WORK TO BE COMPLETED: Copy the listing below word for word, keeping every line as it stands.

SUPPLIED DATA:
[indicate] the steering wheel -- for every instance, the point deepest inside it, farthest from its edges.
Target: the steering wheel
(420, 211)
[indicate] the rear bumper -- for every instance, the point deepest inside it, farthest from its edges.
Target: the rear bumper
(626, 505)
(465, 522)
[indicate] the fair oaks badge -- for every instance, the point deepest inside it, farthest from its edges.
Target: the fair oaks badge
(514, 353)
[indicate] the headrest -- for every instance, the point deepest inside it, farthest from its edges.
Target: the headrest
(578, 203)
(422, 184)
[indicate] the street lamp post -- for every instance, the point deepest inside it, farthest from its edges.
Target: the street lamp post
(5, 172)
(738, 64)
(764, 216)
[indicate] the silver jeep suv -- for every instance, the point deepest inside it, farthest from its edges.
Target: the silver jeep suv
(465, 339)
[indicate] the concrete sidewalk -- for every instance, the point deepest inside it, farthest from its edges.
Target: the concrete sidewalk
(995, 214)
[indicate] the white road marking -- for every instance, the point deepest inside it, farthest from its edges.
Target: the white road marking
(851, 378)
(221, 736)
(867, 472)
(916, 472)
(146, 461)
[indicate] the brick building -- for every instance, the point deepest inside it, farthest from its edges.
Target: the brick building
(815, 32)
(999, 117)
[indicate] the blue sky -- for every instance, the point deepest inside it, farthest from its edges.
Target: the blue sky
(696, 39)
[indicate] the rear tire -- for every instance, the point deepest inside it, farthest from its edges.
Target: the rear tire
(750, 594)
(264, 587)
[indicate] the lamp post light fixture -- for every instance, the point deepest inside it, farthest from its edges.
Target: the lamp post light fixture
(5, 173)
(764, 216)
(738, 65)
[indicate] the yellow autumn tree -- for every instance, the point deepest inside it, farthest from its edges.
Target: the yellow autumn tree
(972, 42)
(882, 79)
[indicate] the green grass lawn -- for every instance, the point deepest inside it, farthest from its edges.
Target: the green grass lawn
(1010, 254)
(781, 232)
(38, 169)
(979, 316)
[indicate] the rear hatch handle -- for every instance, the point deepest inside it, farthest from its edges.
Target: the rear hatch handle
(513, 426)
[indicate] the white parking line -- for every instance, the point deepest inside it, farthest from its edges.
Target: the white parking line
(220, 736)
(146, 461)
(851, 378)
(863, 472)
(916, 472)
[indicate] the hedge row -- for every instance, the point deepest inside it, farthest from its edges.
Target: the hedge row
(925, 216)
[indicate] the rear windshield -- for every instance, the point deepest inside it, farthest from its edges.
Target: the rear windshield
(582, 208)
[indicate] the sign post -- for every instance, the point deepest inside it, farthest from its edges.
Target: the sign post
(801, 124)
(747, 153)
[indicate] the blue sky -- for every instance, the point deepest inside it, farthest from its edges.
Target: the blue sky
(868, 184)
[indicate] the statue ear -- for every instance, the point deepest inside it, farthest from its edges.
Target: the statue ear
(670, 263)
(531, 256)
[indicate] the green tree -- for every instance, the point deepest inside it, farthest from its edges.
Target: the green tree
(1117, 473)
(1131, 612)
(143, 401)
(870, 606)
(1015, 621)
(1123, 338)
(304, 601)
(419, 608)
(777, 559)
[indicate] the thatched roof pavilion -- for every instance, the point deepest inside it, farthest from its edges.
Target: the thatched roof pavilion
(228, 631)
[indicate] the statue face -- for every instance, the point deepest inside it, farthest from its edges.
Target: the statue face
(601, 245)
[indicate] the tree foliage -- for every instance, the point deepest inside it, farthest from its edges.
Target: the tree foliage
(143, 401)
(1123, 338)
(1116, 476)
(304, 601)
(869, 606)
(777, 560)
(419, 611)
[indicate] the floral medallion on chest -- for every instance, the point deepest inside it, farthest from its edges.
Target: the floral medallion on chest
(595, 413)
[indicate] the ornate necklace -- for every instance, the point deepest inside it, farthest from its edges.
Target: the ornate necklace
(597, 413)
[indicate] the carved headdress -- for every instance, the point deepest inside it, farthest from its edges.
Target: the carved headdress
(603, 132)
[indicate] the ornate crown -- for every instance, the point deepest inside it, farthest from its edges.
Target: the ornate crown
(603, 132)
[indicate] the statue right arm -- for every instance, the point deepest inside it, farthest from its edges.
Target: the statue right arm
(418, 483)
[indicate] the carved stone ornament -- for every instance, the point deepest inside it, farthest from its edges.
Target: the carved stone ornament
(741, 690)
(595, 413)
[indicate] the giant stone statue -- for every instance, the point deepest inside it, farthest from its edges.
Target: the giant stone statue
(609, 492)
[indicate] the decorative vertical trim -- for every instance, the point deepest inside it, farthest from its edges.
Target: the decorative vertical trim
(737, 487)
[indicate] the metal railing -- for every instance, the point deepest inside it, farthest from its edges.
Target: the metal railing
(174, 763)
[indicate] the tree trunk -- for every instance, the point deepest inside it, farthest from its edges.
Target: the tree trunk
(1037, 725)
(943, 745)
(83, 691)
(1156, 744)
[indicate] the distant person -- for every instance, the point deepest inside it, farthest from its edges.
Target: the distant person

RESULT:
[indicate] the steering wheel -- for every instance, the point deepest inside it, farthest from its edges.
Target: the steering wheel
(420, 211)
[indicate] the rear bumper -- for every instance, the point deepest inside it, farthest from its edges.
Target: the rear bumper
(626, 505)
(465, 522)
[indicate] the fair oaks badge -- for every instance, the point deepest inside it, farthest from its edges.
Target: the fair oaks badge
(514, 353)
[indicate] the headrest -- for every instance, the point deepest inside it, farthest from its edges.
Target: the headrest
(578, 203)
(422, 184)
[indicate] the street lamp post -- for every instance, the point deepest inside it, farthest from its edges.
Target: the street lamp post
(5, 172)
(738, 64)
(764, 216)
[indicate] the silver jeep suv -- for every instance, the point deepest inside it, farthest from its edges.
Target: the silver jeep suv
(465, 339)
[indicate] the concrete sidewalk -- for every instance, the point deepest inside it, farthest from its edges.
Target: the concrete sidewalk
(995, 214)
[indicate] the white road marking -- for every instance, the point deepest inside it, farthest from its edges.
Target: the white road marking
(851, 378)
(221, 736)
(867, 472)
(916, 472)
(146, 461)
[indicate] the brick building -- for every instance, the point deepest inside it, farthest from its edges.
Target: the brick building
(815, 32)
(999, 117)
[indicate] the blue sky -- for every instance, the point deepest inside it, farthest from its edges.
Target: the blue sky
(696, 39)
[indicate] the rear tire -- for every instance, the point deepest inside it, farthest from its edges.
Target: the rear tire
(750, 594)
(264, 587)
[indicate] the lamp post light fixture -- for every instance, the point deepest inside it, farthest from its edges.
Target: the lamp post light fixture
(5, 173)
(764, 216)
(738, 65)
[indicate] the yellow autumn tree -- for every instance, the point deepest inside it, farthest from its edges.
Target: the yellow autumn tree
(972, 42)
(882, 79)
[indicate] the green grass lawn -- for every instance, the point deepest inside it, farthest from its edges.
Target: the green grass lawn
(1010, 254)
(781, 232)
(38, 169)
(979, 316)
[indicate] the rear hatch handle -- for every instance, the point deepest inside it, farthest from its edges.
Target: the rear hatch handle
(513, 426)
[indicate] the white parking line -- for every instance, the point deepest inside it, farthest from its edges.
Target: the white parking line
(220, 736)
(146, 461)
(851, 378)
(863, 472)
(916, 472)
[indicate] the hedge row -- for every instance, the point deepest inside it, farthest from its edges.
Target: the hedge row
(925, 216)
[indicate] the rear windshield -- for every instance, the point deepest inside it, farthest from its edges.
Target: the rear windshield
(582, 208)
[indicate] the sign post -- for every instance, the point deepest inside it, farthest from its edges.
Target: the sign post
(801, 124)
(747, 153)
[indicate] the blue sky -- for every instance, the point deepest inside it, farthest from its edges.
Target: the blue sky
(868, 184)
[indicate] the statue ear -- for every instance, the point deepest inside it, farthest from its edges.
Target: the statue ear
(670, 263)
(531, 256)
[indicate] the green tree -- for every instance, the point deepest inside it, farthest from its edges.
Target: the green tree
(1117, 473)
(1131, 612)
(143, 401)
(870, 606)
(1015, 621)
(1123, 338)
(304, 601)
(419, 608)
(777, 559)
[indicate] the thatched roof pavilion -- for every instance, the point deepest inside it, farthest from its edges.
Target: the thatched roof pavilion
(228, 631)
[indicate] the statue face -- for every instance, the point deepest inside it, farthest from its edges.
Target: the statue face
(601, 245)
[indicate] the tree foliage -- for every instance, the point deepest inside it, farthest from its edges.
Target: the tree foliage
(143, 401)
(1123, 338)
(1116, 476)
(304, 601)
(869, 606)
(777, 560)
(419, 611)
[indicate] the floral medallion on chest -- for every instance, the point deepest inside it, farthest from its edges.
Target: the floral medallion on chest
(595, 413)
[indicate] the ornate necklace -- for every instance, the point deepest inside it, farthest from its edges.
Target: the ornate necklace
(597, 413)
[indicate] the carved headdress -- for every instance, the point deepest inside it, farthest from its edges.
Target: the carved headdress
(603, 132)
[indicate] the ornate crown -- for every instance, the point deepest inside it, farthest from its edges.
Target: the ornate crown
(603, 132)
[indicate] the statue right arm -- for every instance, the point deepest inside it, farthest from its edges.
Target: the statue right arm
(418, 483)
[indicate] the carved stone ornament -- for every instance, the point deepest inside it, farthest from its edges.
Target: the carved stone ornament
(741, 690)
(595, 413)
[indicate] the giant stone statue -- for every instance, the point deepest inside it, farthest from its edges.
Target: the giant stone statue
(609, 492)
[indicate] the decorative vertical trim -- for every instance, the point deepest inside it, farthest from its edges.
Target: the decorative vertical trim
(737, 487)
[indicate] the metal railing -- for every instance, the point deepest inside it, farthest from its edges.
Target: the metal railing
(174, 763)
[indicate] the tree trunk -- for every instance, the point deepest inside it, farthest from its edges.
Target: the tree trunk
(1037, 725)
(943, 745)
(83, 691)
(1156, 744)
[indicate] the distant person -- for every instance, the point deepest inside it, farthest from its edges.
Target: the distant person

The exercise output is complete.